Description of the task - Each entry has to be copied exactly, with nothing missed.

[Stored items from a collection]
------------

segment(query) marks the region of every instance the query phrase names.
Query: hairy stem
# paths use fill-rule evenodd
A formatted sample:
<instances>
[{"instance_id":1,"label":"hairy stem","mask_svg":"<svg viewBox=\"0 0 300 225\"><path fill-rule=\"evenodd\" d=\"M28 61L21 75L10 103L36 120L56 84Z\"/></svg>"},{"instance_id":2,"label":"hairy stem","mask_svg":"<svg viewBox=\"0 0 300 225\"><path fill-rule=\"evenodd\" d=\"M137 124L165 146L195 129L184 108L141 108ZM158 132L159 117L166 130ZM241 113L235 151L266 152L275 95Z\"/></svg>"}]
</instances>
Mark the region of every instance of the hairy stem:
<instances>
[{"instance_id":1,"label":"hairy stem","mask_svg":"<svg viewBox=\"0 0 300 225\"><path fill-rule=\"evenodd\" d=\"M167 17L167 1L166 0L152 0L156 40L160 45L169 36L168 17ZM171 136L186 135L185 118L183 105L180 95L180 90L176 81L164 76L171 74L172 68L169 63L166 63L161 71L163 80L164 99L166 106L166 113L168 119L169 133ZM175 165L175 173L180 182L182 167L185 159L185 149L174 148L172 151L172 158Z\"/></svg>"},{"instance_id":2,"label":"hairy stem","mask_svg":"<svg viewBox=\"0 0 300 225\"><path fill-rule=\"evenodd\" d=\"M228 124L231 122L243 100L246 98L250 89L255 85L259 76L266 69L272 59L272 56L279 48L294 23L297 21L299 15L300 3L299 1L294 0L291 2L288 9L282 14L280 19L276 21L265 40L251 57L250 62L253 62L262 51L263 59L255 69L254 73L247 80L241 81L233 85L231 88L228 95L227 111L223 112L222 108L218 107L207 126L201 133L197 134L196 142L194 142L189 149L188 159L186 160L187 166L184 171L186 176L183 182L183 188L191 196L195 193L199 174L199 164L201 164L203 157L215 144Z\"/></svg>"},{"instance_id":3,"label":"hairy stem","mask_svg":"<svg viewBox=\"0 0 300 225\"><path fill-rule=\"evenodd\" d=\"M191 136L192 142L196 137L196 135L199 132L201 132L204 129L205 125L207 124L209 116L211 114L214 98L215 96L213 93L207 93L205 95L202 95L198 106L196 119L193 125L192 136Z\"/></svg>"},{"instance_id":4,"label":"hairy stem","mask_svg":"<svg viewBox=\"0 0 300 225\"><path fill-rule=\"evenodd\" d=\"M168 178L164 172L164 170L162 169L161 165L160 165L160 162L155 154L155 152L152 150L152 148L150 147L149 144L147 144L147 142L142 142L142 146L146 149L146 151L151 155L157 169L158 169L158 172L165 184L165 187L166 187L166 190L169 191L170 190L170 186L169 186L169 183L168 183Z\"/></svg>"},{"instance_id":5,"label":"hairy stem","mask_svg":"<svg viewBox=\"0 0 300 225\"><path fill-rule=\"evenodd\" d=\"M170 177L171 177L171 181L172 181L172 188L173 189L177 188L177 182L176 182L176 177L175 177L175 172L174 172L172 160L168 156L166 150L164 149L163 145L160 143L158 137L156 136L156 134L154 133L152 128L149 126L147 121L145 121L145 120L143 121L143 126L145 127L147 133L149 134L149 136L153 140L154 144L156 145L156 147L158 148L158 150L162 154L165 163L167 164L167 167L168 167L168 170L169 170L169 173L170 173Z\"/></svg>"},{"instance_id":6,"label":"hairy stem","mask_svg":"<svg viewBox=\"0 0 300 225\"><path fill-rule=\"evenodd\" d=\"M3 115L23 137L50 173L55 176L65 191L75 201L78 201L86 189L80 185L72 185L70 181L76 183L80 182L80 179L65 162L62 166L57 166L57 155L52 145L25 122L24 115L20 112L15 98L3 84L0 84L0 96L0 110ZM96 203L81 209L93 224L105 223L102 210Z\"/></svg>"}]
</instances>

------------

Output for this task -
segment(query) marks the region of every instance the query phrase names.
Query: hairy stem
# paths use fill-rule evenodd
A formatted sample:
<instances>
[{"instance_id":1,"label":"hairy stem","mask_svg":"<svg viewBox=\"0 0 300 225\"><path fill-rule=\"evenodd\" d=\"M28 61L21 75L10 103L36 120L56 84Z\"/></svg>"},{"instance_id":2,"label":"hairy stem","mask_svg":"<svg viewBox=\"0 0 300 225\"><path fill-rule=\"evenodd\" d=\"M137 124L165 146L195 129L184 108L141 108ZM158 132L159 117L166 130ZM241 113L235 151L266 152L275 95Z\"/></svg>"}]
</instances>
Mark the region of every instance of the hairy stem:
<instances>
[{"instance_id":1,"label":"hairy stem","mask_svg":"<svg viewBox=\"0 0 300 225\"><path fill-rule=\"evenodd\" d=\"M167 17L167 1L166 0L152 0L156 40L160 45L169 36L168 17ZM171 136L186 135L185 118L183 105L180 95L180 90L176 81L164 76L171 74L172 68L169 63L166 63L161 71L163 80L164 99L166 106L166 113L168 119L169 133ZM175 165L175 173L180 182L182 167L185 159L185 149L174 148L172 151L172 158Z\"/></svg>"},{"instance_id":2,"label":"hairy stem","mask_svg":"<svg viewBox=\"0 0 300 225\"><path fill-rule=\"evenodd\" d=\"M228 124L231 122L243 100L246 98L250 89L255 85L259 76L266 69L272 59L272 56L279 48L294 23L297 21L299 15L300 3L299 1L294 0L291 2L288 9L282 14L280 19L276 21L265 40L251 57L250 62L253 62L262 51L263 59L255 69L254 73L247 80L241 81L233 85L231 88L228 95L227 111L223 112L222 108L218 107L207 126L201 133L197 134L196 142L194 142L189 149L188 159L186 160L187 166L184 171L186 176L183 182L183 188L191 196L195 193L199 174L199 164L201 164L203 157L215 144Z\"/></svg>"},{"instance_id":3,"label":"hairy stem","mask_svg":"<svg viewBox=\"0 0 300 225\"><path fill-rule=\"evenodd\" d=\"M191 136L192 142L196 137L196 135L199 132L201 132L204 129L205 125L207 124L209 116L211 114L214 98L215 96L213 93L207 93L205 95L202 95L198 106L196 119L193 125L192 136Z\"/></svg>"},{"instance_id":4,"label":"hairy stem","mask_svg":"<svg viewBox=\"0 0 300 225\"><path fill-rule=\"evenodd\" d=\"M168 178L164 172L164 170L162 169L161 165L160 165L160 162L155 154L155 152L152 150L152 148L150 147L149 144L147 144L147 142L142 142L142 146L146 149L146 151L151 155L157 169L158 169L158 172L165 184L165 187L166 187L166 190L169 191L170 190L170 186L169 186L169 183L168 183Z\"/></svg>"},{"instance_id":5,"label":"hairy stem","mask_svg":"<svg viewBox=\"0 0 300 225\"><path fill-rule=\"evenodd\" d=\"M170 177L171 177L171 181L172 181L172 188L173 189L177 188L177 182L176 182L176 177L175 177L175 172L174 172L172 160L168 156L166 150L164 149L163 145L160 143L158 137L156 136L156 134L154 133L152 128L149 126L147 121L145 121L145 120L143 121L143 126L145 127L147 133L149 134L149 136L153 140L154 144L156 145L156 147L158 148L158 150L162 154L165 163L167 164L167 167L168 167L168 170L169 170L169 173L170 173Z\"/></svg>"},{"instance_id":6,"label":"hairy stem","mask_svg":"<svg viewBox=\"0 0 300 225\"><path fill-rule=\"evenodd\" d=\"M3 115L23 137L50 173L55 176L65 191L75 201L78 201L86 189L80 185L72 185L70 181L76 183L80 182L80 179L65 162L62 166L57 166L57 155L52 145L25 122L24 115L20 112L15 98L3 84L0 84L0 96L0 110ZM96 203L81 209L93 224L105 223L102 210Z\"/></svg>"}]
</instances>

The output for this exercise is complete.